--- Begin Supplied data ---

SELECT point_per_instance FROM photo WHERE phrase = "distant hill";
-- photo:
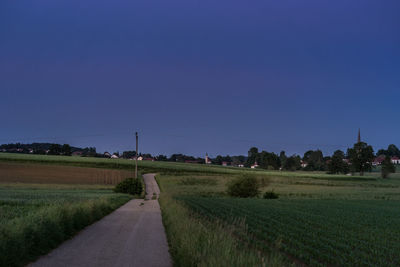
(36, 148)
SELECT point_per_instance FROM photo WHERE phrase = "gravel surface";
(133, 235)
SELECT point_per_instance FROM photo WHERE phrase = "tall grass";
(40, 227)
(197, 242)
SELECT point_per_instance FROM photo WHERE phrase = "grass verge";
(197, 242)
(25, 238)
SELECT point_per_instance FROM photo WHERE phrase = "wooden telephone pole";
(137, 142)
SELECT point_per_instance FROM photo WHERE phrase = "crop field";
(322, 232)
(168, 168)
(35, 219)
(11, 172)
(317, 221)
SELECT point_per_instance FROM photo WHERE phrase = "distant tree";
(293, 163)
(237, 160)
(387, 167)
(180, 158)
(361, 157)
(252, 156)
(89, 152)
(128, 154)
(218, 160)
(269, 160)
(161, 158)
(315, 160)
(66, 150)
(393, 151)
(337, 164)
(55, 149)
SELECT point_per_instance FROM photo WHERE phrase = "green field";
(36, 218)
(316, 232)
(318, 220)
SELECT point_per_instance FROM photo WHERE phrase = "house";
(378, 160)
(255, 165)
(395, 160)
(207, 160)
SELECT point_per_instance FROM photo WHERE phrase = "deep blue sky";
(200, 76)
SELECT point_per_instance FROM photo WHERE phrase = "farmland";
(35, 219)
(41, 205)
(326, 220)
(319, 219)
(54, 174)
(326, 232)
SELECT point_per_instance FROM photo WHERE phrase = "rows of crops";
(159, 166)
(316, 232)
(35, 220)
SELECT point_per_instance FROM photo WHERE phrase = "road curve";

--- End Supplied data ---

#### [What to produce]
Copy out the entries verbatim and leave the images out.

#### [The reply]
SELECT point_per_instance FROM photo WHERE phrase = "distant hill";
-- photo:
(36, 148)
SELECT point_per_instance FROM photo WHERE phrase = "gravel surface";
(133, 235)
SELECT point_per_instance FROM photo WHERE phrase = "tall grass";
(40, 227)
(197, 242)
SELECT point_per_instance FROM photo WHERE phrase = "grass verge";
(197, 242)
(25, 238)
SELECT point_per_instance FROM photo WHERE phrase = "wooden telephone pole";
(137, 142)
SELECT point_per_instance FROM photo WHERE phrase = "crop field";
(322, 232)
(168, 168)
(35, 219)
(11, 172)
(317, 221)
SELECT point_per_instance FROM photo WHERE phrase = "distant tree";
(293, 163)
(237, 160)
(387, 167)
(180, 158)
(361, 157)
(252, 156)
(89, 152)
(128, 154)
(218, 160)
(269, 160)
(161, 158)
(315, 160)
(66, 150)
(393, 151)
(337, 164)
(55, 149)
SELECT point_per_instance FROM photo WHERE phrase = "green field";
(36, 218)
(316, 232)
(318, 220)
SELECT point_per_instance FROM photo WHERE phrase = "house";
(378, 160)
(255, 165)
(395, 160)
(207, 160)
SELECT point_per_instance FROM photo WHERE phrase = "deep blue sky";
(200, 76)
SELECT point_per_instance FROM photo WHERE phrase = "farmland";
(35, 219)
(41, 205)
(326, 220)
(319, 219)
(54, 174)
(326, 232)
SELECT point_per_instance FROM photo WHERE phrase = "rows of crops";
(159, 166)
(316, 232)
(35, 220)
SELECT point_per_instance FROM photo WHERE phrase = "road curve";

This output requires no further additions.